OBJECTIVE — Please copy everything from "if hidden_state is" down to "lengths = attention_mask.sum(dim=1)" in the GEN3C documentation, switching "nan_count" to "num_nans" throughout.

EXCERPTED PASSAGE —
========================================================================

Configuration for GEN3C inference with optimized defaults.

Functions¶

fastvideo.configs.pipelines.gen3c.t5_large_postprocess_text ¶

t5_large_postprocess_text(outputs: BaseEncoderOutput) -> Tensor

Postprocess T5 Large text encoder outputs for GEN3C pipeline.

Return raw last_hidden_state without truncation/padding.

Source code in fastvideo/configs/pipelines/gen3c.py

def t5_large_postprocess_text(outputs: BaseEncoderOutput) -> torch.Tensor:
    """Postprocess T5 Large text encoder outputs for GEN3C pipeline.

    Return raw last_hidden_state without truncation/padding.
    """
    hidden_state = outputs.last_hidden_state

    if hidden_state is None:
        raise ValueError("T5 Large outputs missing last_hidden_state")

    nan_count = torch.isnan(hidden_state).sum()
    if nan_count > 0:
        hidden_state = hidden_state.masked_fill(torch.isnan(hidden_state), 0.0)

    # Zero out embeddings beyond actual sequence length (vectorized)
    if outputs.attention_mask is not None:
        attention_mask = outputs.attention_mask
        lengths = attention_mask.sum(dim=1)
        max_len = hidden_state.shape[1]
        mask = torch.arange(max_len, device=hidden_state.device)[None, :] >= lengths[:, None]
        hidden_state[mask] = 0.0

    return hidden_state

========================================================================

Source data —

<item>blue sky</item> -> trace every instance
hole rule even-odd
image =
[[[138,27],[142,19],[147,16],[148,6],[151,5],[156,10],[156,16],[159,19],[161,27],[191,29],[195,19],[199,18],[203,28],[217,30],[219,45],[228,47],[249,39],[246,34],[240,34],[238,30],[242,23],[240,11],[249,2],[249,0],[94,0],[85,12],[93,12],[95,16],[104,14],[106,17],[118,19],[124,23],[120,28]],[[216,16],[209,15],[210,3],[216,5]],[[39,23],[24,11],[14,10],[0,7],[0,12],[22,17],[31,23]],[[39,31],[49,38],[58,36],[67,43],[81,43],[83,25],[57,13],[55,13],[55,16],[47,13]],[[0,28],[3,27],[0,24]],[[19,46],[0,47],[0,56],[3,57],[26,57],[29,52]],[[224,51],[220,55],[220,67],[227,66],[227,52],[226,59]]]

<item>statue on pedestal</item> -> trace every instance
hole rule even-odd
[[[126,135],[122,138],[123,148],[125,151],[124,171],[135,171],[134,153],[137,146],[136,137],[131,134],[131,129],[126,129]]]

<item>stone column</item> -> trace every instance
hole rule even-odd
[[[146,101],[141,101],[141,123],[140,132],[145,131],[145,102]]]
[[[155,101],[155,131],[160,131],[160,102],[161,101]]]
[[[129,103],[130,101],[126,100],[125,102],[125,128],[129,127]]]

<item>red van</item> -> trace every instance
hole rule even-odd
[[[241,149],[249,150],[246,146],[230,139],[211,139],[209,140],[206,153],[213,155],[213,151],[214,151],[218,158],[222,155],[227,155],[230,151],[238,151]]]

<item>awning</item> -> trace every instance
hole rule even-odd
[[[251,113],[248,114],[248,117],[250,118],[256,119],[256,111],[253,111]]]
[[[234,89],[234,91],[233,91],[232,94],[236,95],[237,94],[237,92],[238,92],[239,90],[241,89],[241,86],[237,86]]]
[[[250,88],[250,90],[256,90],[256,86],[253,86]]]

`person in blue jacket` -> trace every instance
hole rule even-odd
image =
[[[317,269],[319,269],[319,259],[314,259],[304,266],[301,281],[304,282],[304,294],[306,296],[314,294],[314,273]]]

========================================================================

RESULT FOR THIS TASK —
if hidden_state is None:
        raise ValueError("T5 Large outputs missing last_hidden_state")

    num_nans = torch.isnan(hidden_state).sum()
    if num_nans > 0:
        hidden_state = hidden_state.masked_fill(torch.isnan(hidden_state), 0.0)

    # Zero out embeddings beyond actual sequence length (vectorized)
    if outputs.attention_mask is not None:
        attention_mask = outputs.attention_mask
        lengths = attention_mask.sum(dim=1)